((

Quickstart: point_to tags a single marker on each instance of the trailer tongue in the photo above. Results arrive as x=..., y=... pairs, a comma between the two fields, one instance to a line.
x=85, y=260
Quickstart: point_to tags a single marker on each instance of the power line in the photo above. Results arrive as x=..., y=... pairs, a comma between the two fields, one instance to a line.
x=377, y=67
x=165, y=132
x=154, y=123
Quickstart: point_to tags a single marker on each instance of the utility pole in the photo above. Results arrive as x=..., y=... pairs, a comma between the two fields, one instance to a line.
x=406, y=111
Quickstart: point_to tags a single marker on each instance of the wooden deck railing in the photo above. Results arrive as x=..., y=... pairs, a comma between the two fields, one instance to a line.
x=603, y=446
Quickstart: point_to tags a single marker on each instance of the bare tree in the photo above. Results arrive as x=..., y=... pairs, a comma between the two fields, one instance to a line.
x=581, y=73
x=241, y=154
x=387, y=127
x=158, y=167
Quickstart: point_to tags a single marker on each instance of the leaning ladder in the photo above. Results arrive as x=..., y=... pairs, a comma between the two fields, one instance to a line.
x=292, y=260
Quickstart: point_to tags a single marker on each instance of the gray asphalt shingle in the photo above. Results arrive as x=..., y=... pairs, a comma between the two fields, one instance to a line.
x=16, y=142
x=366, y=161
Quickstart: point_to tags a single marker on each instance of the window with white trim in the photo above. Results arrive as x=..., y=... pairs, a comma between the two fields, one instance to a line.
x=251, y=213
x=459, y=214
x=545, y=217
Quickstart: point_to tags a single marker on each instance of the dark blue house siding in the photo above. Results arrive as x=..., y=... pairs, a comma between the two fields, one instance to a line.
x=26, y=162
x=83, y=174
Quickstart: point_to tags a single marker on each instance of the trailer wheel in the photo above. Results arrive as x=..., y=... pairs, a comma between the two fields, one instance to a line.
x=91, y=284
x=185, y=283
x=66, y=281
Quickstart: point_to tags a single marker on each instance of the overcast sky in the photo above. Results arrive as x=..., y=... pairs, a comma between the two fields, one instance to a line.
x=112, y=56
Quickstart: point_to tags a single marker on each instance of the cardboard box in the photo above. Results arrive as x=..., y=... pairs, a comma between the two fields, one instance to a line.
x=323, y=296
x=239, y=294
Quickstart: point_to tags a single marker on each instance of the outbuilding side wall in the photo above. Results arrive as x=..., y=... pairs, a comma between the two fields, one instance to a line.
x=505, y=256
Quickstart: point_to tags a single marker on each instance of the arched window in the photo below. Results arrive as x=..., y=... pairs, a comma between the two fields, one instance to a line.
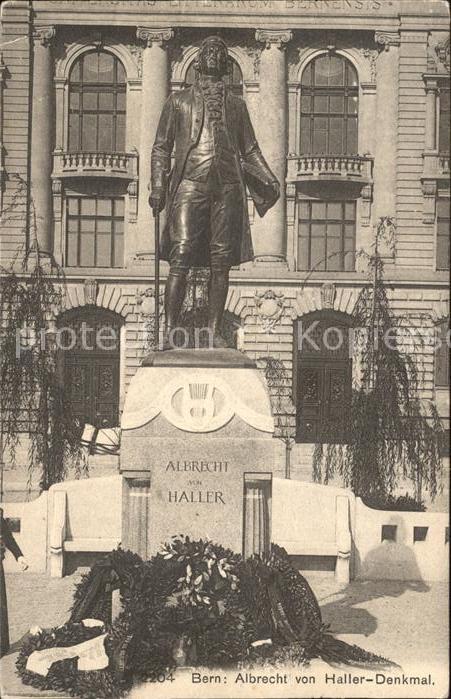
x=329, y=107
x=97, y=95
x=233, y=78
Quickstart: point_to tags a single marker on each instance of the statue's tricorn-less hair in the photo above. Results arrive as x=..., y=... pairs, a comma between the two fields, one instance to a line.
x=208, y=42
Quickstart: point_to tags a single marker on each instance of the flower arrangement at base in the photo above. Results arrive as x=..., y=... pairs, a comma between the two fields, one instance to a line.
x=195, y=603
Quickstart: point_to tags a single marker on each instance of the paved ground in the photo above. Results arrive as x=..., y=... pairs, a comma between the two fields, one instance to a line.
x=406, y=622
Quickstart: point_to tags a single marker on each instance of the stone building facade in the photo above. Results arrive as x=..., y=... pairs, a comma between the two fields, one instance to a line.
x=350, y=104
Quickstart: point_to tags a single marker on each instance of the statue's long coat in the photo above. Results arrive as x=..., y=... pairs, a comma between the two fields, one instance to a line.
x=180, y=125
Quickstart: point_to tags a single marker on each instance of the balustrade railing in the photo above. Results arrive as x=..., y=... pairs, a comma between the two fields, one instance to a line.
x=94, y=163
x=351, y=167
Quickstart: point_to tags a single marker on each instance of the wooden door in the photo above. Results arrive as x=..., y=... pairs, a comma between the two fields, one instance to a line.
x=90, y=369
x=323, y=390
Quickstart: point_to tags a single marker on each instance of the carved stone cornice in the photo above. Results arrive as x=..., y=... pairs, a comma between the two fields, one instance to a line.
x=387, y=39
x=44, y=35
x=151, y=35
x=274, y=37
x=371, y=57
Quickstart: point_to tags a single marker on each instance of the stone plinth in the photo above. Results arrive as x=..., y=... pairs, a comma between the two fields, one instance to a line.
x=191, y=430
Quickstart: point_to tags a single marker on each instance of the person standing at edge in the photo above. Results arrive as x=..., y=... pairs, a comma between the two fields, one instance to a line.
x=216, y=156
x=7, y=541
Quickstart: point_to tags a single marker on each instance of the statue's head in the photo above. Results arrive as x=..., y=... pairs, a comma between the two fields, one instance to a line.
x=213, y=57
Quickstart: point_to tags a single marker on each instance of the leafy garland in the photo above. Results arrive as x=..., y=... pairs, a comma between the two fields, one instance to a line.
x=195, y=603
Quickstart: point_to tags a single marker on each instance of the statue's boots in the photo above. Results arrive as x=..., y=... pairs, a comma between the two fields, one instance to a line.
x=219, y=342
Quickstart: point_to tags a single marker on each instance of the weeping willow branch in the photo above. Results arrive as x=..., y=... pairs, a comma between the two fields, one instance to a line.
x=284, y=412
x=391, y=433
x=33, y=401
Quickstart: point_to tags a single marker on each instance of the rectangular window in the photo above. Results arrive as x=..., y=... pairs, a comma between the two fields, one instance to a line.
x=326, y=235
x=94, y=231
x=442, y=355
x=443, y=233
x=444, y=122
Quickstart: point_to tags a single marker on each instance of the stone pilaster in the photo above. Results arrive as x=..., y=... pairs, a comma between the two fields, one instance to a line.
x=155, y=90
x=42, y=125
x=385, y=165
x=270, y=244
x=431, y=114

))

▶ _PROBLEM TO WORK ON_: Give all the rows above as a numbered list, skipping blank lines. Leave the pictures out of your answer.

▶ _REPLY TO THE EXERCISE_:
1. Quickstart: point_to tags a single marker on each instance of the trailer tongue in the photo above. Results arrive as x=..., y=... pairs, a comma between the two fields, one instance to a line.
2. x=85, y=260
3. Quickstart: point_to tags a single marker on each instance of the power line in the photo above. Results arrive as x=..., y=... pairs, a comma between the two fields, one instance to a line.
4. x=377, y=67
5. x=165, y=132
6. x=154, y=123
7. Quickstart: point_to tags a single marker on each instance of the utility pole in the photo above. Results arrive as x=..., y=... pairs, a comma between the two fields, one instance to a line.
8. x=406, y=111
9. Quickstart: point_to tags a single marker on each instance of the wooden deck railing in the photo above. Results arrive as x=..., y=... pairs, a comma between the two fields, one instance to a line.
10. x=603, y=446
11. Quickstart: point_to tags a single marker on each instance of the bare tree in the photo above. Results arrive as x=..., y=... pairs, a comma between the two fields, one instance to a line.
12. x=581, y=73
13. x=241, y=154
14. x=387, y=127
15. x=158, y=167
16. Quickstart: point_to tags a single marker on each instance of the leaning ladder in the photo above. Results arrive as x=..., y=... pairs, a comma between the two fields, one instance to a line.
17. x=292, y=260
18. Quickstart: point_to tags a single marker on each instance of the gray asphalt shingle in the photo above. Results arrive as x=..., y=... pairs, a comma between the two fields, one instance to a line.
19. x=16, y=142
20. x=366, y=161
21. Quickstart: point_to tags a single marker on each instance of the window with white trim in the photo above. Results arrive as x=..., y=... pairs, a comma between the two fields, one instance to a line.
22. x=251, y=213
23. x=459, y=214
24. x=545, y=217
25. Quickstart: point_to tags a single marker on each instance of the dark blue house siding in the photo above. Results arrive as x=..., y=... pairs, a comma between the two fields, one instance to a line.
26. x=26, y=162
27. x=83, y=174
28. Quickstart: point_to tags a single marker on each instance of the trailer wheel in the photo above. Results arrive as x=..., y=... pairs, a comma between the two fields, one instance to a line.
29. x=91, y=284
30. x=185, y=283
31. x=66, y=281
32. Quickstart: point_to tags a single marker on each instance of the overcast sky in the photo above. Results arrive as x=..., y=... pairs, a comma between the two fields, one instance to a line.
33. x=112, y=56
34. Quickstart: point_to tags a single marker on each instance of the cardboard box in the photo above. Results arrive as x=..., y=... pairs, a comma between the two fields, one instance to a line.
35. x=323, y=296
36. x=239, y=294
37. Quickstart: point_to tags a single marker on each instance of the outbuilding side wall in the photo above. Results arrive as x=..., y=... pairs, a comma between the two fields, one instance to a line.
38. x=505, y=256
39. Quickstart: point_to tags a single marker on each instance of the arched window in the photo below. Results arrive as x=..., y=... pairs, a comma between the two fields, one instance to a line.
40. x=329, y=107
41. x=97, y=95
42. x=233, y=78
43. Quickstart: point_to tags a single marker on each instance of the statue's tricorn-less hair in the photo above. Results arrive as x=..., y=... pairs, a comma between the two fields, one instance to a line.
44. x=208, y=42
45. Quickstart: point_to tags a single marker on each instance of the flower arrangement at base in the photo above. Results arrive as x=..., y=... pairs, a comma between the two fields, one instance to a line.
46. x=195, y=603
47. Quickstart: point_to tags a single marker on each instance of the paved ground in the photo above. Results arrive as x=..., y=... pairs, a comma between the two fields, one instance to a line.
48. x=406, y=622
49. Quickstart: point_to tags a single marker on each instance of the stone building facade in the photo above. Results arrive as x=..., y=... pairs, a comma between the two fields, one instance to a line.
50. x=350, y=104
51. Quickstart: point_to tags a single marker on each instance of the statue's long coat in the photo above. Results arrive as x=..., y=... pairs, a comma between the two fields, one instance to a line.
52. x=180, y=125
53. Quickstart: point_to tags a single marker on each instance of the balustrade railing in the photo above. Results arrive as x=..., y=... pairs, a comma between the two fields, one instance to a line.
54. x=94, y=163
55. x=351, y=167
56. Quickstart: point_to tags a single marker on each instance of the wooden door in the photo above. Results arrive as x=..., y=... pairs, a comma between the two fields, one instance to a line.
57. x=90, y=369
58. x=323, y=390
59. Quickstart: point_to tags a single marker on each instance of the carved stone cornice in the photo above. Results arrive as x=..., y=... pairs, a comma between the two fields, one instance to a line.
60. x=387, y=39
61. x=44, y=35
62. x=151, y=35
63. x=274, y=37
64. x=371, y=57
65. Quickstart: point_to tags a single marker on each instance of the stone plinth in the photo above. Results arrive as x=..., y=... pairs, a comma between the two fields, one instance to a line.
66. x=191, y=430
67. Quickstart: point_to tags a single marker on each instance of the person standing at edge in the photo above. Results arrive as x=..., y=... pairs, a comma between the two fields, one instance to a line.
68. x=216, y=156
69. x=7, y=541
70. Quickstart: point_to tags a single marker on each instance of the statue's head in the photo above. Results arrive as x=..., y=... pairs, a comma between the two fields, one instance to a line.
71. x=213, y=57
72. Quickstart: point_to tags a single marker on each instance of the leafy garland in the photo above. Results arrive as x=..., y=... pairs, a comma between the two fields, one instance to a line.
73. x=195, y=603
74. Quickstart: point_to tags a single marker on each instance of the statue's boots in the photo above. Results arrive as x=..., y=... pairs, a comma between the two fields, one instance to a line.
75. x=219, y=342
76. Quickstart: point_to tags a single marker on each instance of the weeping willow branch in the photo above. Results arrive as x=..., y=... pairs, a comma between the two fields, one instance to a line.
77. x=284, y=412
78. x=391, y=433
79. x=33, y=401
80. Quickstart: point_to tags a single marker on each instance of the rectangular window in the photo above. Results arrive as x=..., y=... pairs, a comma between the two fields, one instance to a line.
81. x=326, y=235
82. x=94, y=231
83. x=442, y=355
84. x=443, y=233
85. x=444, y=122
86. Quickstart: point_to tags a single marker on each instance of the stone pilaster in the photo above. Results arrive as x=..., y=... pairs, a comma between the two fields, one instance to a line.
87. x=155, y=90
88. x=42, y=125
89. x=385, y=165
90. x=270, y=244
91. x=431, y=114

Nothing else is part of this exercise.